• Directions for this task:
Below is a set of entries. Reproduce exactly the lines from the one containing "soil on this photo." through the end, both included.

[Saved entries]
↓↓↓

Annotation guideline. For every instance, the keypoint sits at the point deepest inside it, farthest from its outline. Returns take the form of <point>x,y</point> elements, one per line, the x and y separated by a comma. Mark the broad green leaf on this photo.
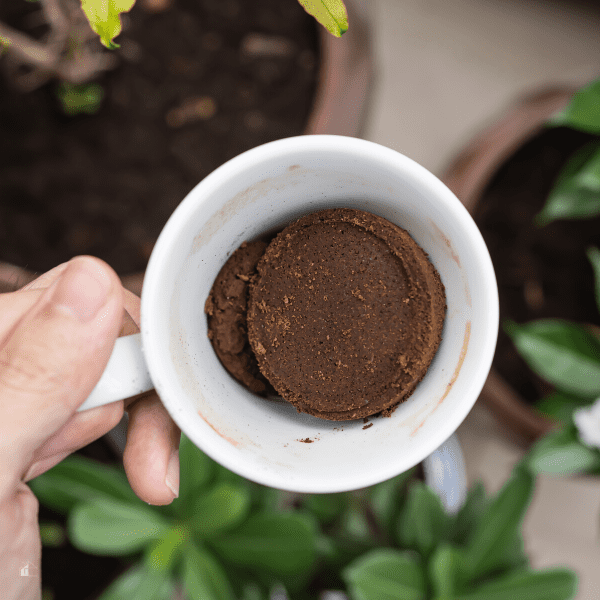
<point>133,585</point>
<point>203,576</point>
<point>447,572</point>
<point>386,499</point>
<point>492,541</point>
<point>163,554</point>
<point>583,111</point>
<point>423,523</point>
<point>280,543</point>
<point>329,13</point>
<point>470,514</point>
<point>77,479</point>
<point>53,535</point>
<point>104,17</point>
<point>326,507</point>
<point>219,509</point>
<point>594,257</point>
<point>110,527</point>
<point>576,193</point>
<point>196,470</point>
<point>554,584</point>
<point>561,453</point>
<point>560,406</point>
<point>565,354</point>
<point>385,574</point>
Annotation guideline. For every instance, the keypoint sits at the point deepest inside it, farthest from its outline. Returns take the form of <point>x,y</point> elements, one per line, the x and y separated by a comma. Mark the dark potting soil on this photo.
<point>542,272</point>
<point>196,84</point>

↑↑↑

• Answer for this exercise:
Annotation guideline. For every instance, the keypoint sits at the point deepest inside it, farthest from its outline. Returns take the form of <point>x,y</point> elements, one per line, the x and y separated by a comma. Mark the dark potting soil on this photo.
<point>542,272</point>
<point>196,84</point>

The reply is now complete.